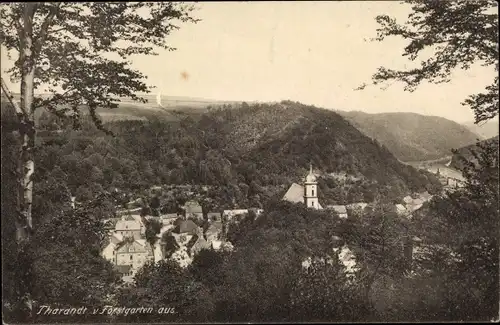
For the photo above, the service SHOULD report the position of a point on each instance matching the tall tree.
(77, 53)
(458, 33)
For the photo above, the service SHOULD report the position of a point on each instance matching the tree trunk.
(27, 134)
(27, 127)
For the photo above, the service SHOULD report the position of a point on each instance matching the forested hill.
(468, 152)
(251, 153)
(413, 137)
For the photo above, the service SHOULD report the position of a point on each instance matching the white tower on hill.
(311, 191)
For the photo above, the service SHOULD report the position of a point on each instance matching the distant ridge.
(412, 136)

──────────

WHAT IS NEEDED:
Rewrite all of the items above, replacing every "SHOULD" with "MUST" and leaving everything else unchanged. Omit the pictures from your answer.

WORKED SOLUTION:
For the photo above, the service MUST report the position of a point on each instance matching the tall tree.
(77, 53)
(458, 33)
For the photo above, the service MUST report the position of a point on each instance matching the tree trunk.
(27, 134)
(27, 127)
For the photo above, the service MUST report the position of a point on each instance matching the forested hill.
(468, 152)
(251, 153)
(413, 137)
For the photo above, the service MUST report the position of a point on each instance matching the white tower on hill.
(311, 191)
For the photo above, the service MUST report the position of a point on each instance matching the distant ridge.
(412, 136)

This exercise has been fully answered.